Hiiiiii,
It’s been a while. Do you guys remember when quarantine was sad but cute? It might be hard to recall now, but there was definitely a point last March or so where we were being fed the idea that there was a twee quaintness to our predicament, that we could take comfort in watching celebrities fumble with streaming technologies, and in the promise that we were “all in this together.”
Well, that turned out to be a huge fucking lie. We’re not all in this together, especially not here in this wretched conglomerate of violences and thefts we randomly like to call a “country.“ The solemn gestures have faded, and Anthony Fauci has predicted that life “getting back to a degree of normality” probably will not happen in the US until “well into 2021, towards the end of 2021.” Bill De Blasio, an impossibly long time ago, included concerts in a list of events he expects to be “one of the last things we bring back.” Shows, parties, and everything of the sort continue to be far off beyond the horizon. So, me branding myself as a “nightlife writer” in March 2020 is looking stupider by the day.

....................

» Work task 1:
List every word or phrase that the passage on quarantine places inside quotation marks.
» Work task 2:
Answer these questions from the passage on quarantine, marking each answer with its letter:
(a) Who predicted that normality would probably not return in the US until late 2021?
(b) What type of event did Bill De Blasio include in his list?
(c) In what month and year did the writer begin branding as a "nightlife writer"?
» Work task 3:
Print the part of the passage on quarantine that opens with the words containing "Well, that turned" and closes with "by the day.".

» Images for object localization:
....................

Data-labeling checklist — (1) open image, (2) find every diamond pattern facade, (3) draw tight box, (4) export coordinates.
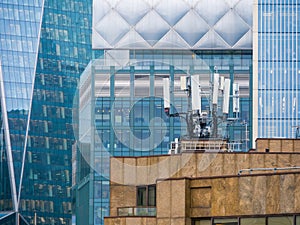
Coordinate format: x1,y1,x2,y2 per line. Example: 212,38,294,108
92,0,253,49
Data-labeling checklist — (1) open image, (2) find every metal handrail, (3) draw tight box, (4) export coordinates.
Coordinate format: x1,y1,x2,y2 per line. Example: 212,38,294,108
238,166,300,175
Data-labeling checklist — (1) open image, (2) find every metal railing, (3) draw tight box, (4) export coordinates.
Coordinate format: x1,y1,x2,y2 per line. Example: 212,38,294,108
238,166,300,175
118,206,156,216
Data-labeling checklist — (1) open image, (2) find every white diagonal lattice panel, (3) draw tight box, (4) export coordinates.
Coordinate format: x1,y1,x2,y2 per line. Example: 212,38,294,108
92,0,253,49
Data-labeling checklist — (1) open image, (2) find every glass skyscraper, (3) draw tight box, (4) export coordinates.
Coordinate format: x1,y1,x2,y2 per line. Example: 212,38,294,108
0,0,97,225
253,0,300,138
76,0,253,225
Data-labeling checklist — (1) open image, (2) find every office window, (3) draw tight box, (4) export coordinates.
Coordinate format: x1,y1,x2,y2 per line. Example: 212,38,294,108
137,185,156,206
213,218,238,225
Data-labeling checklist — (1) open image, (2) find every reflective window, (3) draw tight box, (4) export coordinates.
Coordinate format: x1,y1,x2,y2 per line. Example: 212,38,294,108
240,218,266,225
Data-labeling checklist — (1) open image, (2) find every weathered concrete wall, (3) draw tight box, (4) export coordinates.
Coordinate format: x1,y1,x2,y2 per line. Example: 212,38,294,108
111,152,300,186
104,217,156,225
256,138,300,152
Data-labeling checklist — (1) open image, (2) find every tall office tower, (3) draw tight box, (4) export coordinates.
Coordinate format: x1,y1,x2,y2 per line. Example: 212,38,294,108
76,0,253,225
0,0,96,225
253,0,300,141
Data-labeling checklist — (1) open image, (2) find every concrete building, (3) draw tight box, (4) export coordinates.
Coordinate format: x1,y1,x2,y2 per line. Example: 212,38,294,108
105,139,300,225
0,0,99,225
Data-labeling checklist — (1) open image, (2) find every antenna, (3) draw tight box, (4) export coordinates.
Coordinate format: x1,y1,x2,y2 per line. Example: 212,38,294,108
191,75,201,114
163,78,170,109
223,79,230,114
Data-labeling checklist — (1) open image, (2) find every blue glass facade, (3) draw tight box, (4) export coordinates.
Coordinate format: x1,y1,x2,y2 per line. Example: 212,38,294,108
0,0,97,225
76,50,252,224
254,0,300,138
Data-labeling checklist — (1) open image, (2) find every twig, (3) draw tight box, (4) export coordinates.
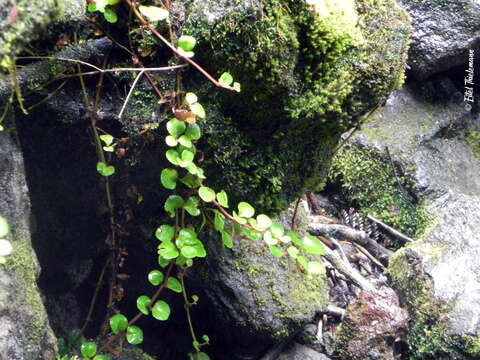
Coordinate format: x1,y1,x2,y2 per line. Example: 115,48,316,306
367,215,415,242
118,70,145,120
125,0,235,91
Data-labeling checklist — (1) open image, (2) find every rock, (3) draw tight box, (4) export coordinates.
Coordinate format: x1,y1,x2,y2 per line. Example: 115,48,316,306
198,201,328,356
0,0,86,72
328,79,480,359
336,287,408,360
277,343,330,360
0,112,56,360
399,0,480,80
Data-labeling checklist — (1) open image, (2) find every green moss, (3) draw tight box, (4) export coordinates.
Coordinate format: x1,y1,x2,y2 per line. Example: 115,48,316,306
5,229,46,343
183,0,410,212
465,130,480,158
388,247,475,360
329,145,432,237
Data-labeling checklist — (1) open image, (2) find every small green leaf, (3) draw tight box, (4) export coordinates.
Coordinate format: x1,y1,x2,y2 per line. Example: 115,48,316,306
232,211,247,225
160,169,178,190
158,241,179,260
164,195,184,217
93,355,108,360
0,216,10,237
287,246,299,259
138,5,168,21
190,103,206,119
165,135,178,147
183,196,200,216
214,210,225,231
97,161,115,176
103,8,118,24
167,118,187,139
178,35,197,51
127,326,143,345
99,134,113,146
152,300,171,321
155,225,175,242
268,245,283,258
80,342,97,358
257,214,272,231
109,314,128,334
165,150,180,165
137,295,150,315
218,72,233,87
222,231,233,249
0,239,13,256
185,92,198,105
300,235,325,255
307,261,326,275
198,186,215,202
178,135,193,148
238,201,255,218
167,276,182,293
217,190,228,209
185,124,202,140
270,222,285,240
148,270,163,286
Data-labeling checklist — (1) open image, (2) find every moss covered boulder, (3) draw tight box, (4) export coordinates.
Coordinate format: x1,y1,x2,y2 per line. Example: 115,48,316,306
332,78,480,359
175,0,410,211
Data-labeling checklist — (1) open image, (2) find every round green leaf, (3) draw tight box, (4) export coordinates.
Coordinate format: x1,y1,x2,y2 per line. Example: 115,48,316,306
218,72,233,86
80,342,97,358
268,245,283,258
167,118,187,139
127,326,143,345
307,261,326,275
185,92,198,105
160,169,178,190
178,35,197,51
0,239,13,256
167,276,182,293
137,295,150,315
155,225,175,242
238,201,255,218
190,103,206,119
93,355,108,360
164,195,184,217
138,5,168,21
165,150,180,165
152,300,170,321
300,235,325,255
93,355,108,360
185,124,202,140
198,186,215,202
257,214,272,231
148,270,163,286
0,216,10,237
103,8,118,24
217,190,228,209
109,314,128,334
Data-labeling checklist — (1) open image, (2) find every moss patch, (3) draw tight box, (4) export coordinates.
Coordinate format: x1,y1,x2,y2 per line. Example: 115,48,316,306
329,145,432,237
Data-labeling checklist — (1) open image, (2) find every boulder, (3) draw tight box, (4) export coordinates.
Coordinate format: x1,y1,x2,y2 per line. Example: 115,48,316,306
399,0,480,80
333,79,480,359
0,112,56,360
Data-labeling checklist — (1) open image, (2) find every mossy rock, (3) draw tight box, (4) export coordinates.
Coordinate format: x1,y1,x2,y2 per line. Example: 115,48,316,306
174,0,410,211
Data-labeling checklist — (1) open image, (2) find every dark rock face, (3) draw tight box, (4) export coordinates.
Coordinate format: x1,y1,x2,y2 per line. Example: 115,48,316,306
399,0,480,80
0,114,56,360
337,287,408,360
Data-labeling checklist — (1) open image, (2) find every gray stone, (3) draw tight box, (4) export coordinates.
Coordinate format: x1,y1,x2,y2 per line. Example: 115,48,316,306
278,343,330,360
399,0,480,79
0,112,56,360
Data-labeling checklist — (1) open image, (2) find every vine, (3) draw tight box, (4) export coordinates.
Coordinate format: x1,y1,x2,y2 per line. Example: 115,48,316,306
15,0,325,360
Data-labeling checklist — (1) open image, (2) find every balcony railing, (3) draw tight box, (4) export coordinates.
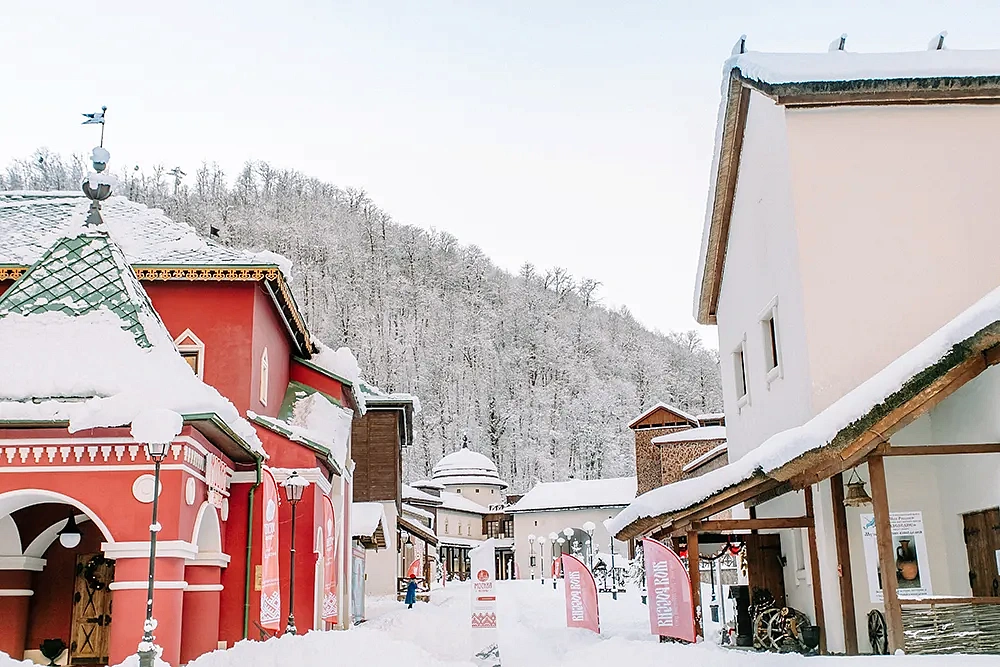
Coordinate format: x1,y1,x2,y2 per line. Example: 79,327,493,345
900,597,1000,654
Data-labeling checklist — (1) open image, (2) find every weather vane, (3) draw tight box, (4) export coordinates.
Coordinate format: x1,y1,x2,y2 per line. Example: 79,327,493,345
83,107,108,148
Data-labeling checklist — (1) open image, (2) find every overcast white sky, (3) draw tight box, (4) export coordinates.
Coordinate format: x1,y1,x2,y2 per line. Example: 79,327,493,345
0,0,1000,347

....................

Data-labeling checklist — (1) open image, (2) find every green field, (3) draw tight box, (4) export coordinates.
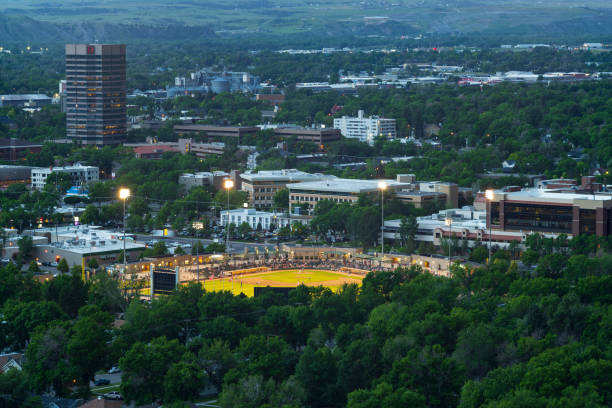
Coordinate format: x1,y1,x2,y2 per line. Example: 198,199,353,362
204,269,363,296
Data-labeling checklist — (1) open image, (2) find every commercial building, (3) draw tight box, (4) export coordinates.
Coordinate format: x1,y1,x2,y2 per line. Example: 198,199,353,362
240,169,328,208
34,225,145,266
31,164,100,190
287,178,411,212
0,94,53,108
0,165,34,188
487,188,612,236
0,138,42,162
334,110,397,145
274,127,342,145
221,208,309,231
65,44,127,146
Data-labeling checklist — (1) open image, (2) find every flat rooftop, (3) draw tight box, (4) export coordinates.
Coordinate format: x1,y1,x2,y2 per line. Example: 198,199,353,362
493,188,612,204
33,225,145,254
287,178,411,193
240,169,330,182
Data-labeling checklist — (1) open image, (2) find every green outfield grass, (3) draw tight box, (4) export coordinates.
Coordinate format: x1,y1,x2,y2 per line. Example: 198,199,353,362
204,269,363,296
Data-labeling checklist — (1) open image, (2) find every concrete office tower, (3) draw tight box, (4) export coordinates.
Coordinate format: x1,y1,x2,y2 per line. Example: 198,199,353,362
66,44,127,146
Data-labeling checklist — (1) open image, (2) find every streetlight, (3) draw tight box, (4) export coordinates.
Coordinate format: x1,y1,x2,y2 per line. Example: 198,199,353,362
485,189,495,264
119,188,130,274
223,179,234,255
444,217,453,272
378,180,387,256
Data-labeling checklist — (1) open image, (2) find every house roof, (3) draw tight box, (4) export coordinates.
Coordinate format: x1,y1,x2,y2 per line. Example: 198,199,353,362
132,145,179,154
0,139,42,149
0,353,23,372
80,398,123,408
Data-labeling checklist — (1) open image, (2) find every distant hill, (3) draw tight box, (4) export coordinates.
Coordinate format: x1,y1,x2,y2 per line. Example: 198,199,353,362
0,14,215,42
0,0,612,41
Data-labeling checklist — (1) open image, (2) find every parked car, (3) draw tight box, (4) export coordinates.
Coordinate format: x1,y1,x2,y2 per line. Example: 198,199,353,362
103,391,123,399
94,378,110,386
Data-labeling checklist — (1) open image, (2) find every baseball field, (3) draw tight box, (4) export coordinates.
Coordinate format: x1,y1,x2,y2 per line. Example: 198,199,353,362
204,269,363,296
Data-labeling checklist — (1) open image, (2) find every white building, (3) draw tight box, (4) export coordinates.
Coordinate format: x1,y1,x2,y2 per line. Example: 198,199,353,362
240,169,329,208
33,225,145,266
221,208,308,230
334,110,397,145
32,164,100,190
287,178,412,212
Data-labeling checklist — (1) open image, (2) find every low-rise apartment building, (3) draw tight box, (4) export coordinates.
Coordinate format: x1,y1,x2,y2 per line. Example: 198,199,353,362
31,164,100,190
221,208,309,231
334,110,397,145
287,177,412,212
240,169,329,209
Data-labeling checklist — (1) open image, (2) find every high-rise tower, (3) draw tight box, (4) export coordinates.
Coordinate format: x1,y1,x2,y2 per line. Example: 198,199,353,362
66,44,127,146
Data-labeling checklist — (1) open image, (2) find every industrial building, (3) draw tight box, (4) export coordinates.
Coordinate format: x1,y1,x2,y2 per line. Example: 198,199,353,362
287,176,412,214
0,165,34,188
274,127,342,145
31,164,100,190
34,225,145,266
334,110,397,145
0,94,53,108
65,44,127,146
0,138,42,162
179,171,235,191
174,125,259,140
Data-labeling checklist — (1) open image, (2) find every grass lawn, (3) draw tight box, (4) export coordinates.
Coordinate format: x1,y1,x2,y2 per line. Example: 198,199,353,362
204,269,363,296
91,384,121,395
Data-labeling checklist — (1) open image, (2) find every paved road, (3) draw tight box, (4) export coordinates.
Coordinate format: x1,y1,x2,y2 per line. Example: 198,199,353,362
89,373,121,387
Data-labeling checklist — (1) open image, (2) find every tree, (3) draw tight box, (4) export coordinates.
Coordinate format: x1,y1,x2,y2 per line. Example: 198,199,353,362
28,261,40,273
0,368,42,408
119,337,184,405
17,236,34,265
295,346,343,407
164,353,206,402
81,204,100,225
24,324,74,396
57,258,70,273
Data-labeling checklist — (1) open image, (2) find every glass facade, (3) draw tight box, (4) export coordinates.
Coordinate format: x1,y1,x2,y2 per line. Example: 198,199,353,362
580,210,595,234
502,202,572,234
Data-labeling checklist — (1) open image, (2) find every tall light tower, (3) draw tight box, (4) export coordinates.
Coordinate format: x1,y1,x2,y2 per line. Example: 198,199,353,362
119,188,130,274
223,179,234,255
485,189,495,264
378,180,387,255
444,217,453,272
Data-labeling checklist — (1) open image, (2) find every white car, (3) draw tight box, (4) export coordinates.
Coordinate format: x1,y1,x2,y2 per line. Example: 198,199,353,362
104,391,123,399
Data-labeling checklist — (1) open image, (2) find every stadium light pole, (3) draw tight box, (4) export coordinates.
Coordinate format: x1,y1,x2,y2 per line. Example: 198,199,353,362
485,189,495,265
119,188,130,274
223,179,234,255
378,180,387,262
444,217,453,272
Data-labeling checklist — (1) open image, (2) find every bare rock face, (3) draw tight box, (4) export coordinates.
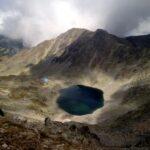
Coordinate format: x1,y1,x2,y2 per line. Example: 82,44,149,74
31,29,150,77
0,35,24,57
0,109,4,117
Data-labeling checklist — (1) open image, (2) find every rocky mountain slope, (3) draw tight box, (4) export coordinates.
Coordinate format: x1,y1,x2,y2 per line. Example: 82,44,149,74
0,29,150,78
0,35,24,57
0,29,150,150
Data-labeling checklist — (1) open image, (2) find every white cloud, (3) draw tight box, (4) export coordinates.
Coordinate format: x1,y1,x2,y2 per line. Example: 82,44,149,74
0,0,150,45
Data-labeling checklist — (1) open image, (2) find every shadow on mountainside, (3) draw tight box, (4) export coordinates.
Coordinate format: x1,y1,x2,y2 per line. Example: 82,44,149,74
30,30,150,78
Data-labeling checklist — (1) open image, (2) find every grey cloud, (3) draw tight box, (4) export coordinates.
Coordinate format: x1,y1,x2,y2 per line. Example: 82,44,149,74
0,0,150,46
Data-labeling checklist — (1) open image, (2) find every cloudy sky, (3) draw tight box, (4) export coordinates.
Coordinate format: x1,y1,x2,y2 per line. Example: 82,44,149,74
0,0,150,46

....................

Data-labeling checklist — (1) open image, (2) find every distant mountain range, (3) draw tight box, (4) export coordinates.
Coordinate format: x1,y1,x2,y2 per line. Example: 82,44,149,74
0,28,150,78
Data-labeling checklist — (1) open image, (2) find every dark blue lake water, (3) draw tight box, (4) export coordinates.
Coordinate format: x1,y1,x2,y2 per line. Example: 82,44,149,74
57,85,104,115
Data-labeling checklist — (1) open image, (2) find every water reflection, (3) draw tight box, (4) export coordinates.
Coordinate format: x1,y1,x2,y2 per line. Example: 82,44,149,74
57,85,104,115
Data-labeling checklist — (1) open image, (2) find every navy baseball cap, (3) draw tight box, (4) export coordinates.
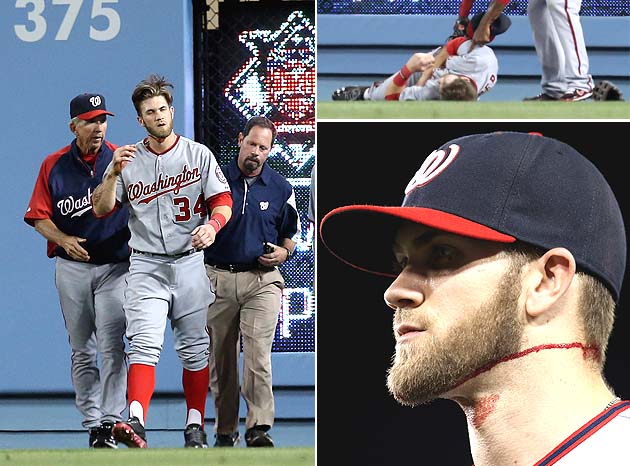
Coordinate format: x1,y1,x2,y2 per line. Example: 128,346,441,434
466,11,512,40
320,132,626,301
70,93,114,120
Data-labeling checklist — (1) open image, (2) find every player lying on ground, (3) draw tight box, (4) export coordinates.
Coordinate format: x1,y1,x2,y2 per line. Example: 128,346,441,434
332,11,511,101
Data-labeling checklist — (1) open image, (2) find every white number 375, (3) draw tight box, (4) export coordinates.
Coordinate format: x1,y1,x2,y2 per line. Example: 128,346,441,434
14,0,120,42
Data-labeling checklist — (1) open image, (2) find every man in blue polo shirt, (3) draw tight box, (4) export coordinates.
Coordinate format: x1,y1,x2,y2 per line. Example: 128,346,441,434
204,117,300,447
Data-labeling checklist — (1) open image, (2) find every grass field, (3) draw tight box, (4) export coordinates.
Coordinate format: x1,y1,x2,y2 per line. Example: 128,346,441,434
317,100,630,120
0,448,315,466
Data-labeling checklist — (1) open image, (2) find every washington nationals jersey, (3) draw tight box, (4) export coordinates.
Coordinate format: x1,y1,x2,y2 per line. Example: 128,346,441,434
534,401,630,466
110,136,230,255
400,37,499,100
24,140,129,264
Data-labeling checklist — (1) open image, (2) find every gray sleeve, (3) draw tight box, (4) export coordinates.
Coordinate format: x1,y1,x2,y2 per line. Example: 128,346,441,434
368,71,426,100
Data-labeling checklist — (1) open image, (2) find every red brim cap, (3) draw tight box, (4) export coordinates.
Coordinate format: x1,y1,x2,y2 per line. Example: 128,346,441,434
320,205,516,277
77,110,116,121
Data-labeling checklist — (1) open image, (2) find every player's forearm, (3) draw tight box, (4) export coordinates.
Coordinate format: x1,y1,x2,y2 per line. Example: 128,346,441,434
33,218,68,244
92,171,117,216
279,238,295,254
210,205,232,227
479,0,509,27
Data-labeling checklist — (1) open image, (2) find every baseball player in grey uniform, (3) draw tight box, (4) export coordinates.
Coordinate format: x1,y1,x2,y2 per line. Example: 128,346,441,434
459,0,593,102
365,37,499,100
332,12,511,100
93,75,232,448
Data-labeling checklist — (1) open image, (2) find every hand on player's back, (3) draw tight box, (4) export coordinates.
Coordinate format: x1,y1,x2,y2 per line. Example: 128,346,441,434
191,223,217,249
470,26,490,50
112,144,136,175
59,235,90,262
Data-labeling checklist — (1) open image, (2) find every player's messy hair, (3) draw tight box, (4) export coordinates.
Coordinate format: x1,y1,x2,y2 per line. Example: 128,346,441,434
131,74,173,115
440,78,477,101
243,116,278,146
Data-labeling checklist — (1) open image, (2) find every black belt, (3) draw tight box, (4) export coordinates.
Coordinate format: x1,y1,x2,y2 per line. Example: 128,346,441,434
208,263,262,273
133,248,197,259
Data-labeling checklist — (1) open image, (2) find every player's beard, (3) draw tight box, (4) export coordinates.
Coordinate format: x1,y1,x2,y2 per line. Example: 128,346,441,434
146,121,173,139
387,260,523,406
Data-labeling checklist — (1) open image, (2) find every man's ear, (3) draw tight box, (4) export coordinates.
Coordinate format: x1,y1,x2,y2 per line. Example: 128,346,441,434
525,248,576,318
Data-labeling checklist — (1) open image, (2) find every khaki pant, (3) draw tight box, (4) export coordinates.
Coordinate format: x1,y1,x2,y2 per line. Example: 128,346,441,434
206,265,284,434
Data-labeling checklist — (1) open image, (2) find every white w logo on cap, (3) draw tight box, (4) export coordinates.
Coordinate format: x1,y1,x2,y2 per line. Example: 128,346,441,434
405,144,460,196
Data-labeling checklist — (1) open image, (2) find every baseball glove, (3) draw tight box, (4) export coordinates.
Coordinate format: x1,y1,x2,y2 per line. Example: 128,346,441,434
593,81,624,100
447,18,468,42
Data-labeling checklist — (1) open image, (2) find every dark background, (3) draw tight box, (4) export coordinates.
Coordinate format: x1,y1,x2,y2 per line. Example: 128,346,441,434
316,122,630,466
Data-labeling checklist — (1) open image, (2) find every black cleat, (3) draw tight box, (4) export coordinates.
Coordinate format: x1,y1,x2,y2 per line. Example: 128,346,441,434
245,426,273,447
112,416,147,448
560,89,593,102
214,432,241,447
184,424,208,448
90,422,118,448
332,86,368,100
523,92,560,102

....................

» Your solution 1:
- all in this together
- country
- getting back to a degree of normality
- well into 2021, towards the end of 2021
- one of the last things we bring back
- nightlife writer

» Your solution 2:
(a) Anthony Fauci
(b) Concerts
(c) March 2020

» Your solution 3:
Well, that turned out to be a huge fucking lie. We’re not all in this together, especially not here in this wretched conglomerate of violences and thefts we randomly like to call a “country.“ The solemn gestures have faded, and Anthony Fauci has predicted that life “getting back to a degree of normality” probably will not happen in the US until “well into 2021, towards the end of 2021.” Bill De Blasio, an impossibly long time ago, included concerts in a list of events he expects to be “one of the last things we bring back.” Shows, parties, and everything of the sort continue to be far off beyond the horizon. So, me branding myself as a “nightlife writer” in March 2020 is looking stupider by the day.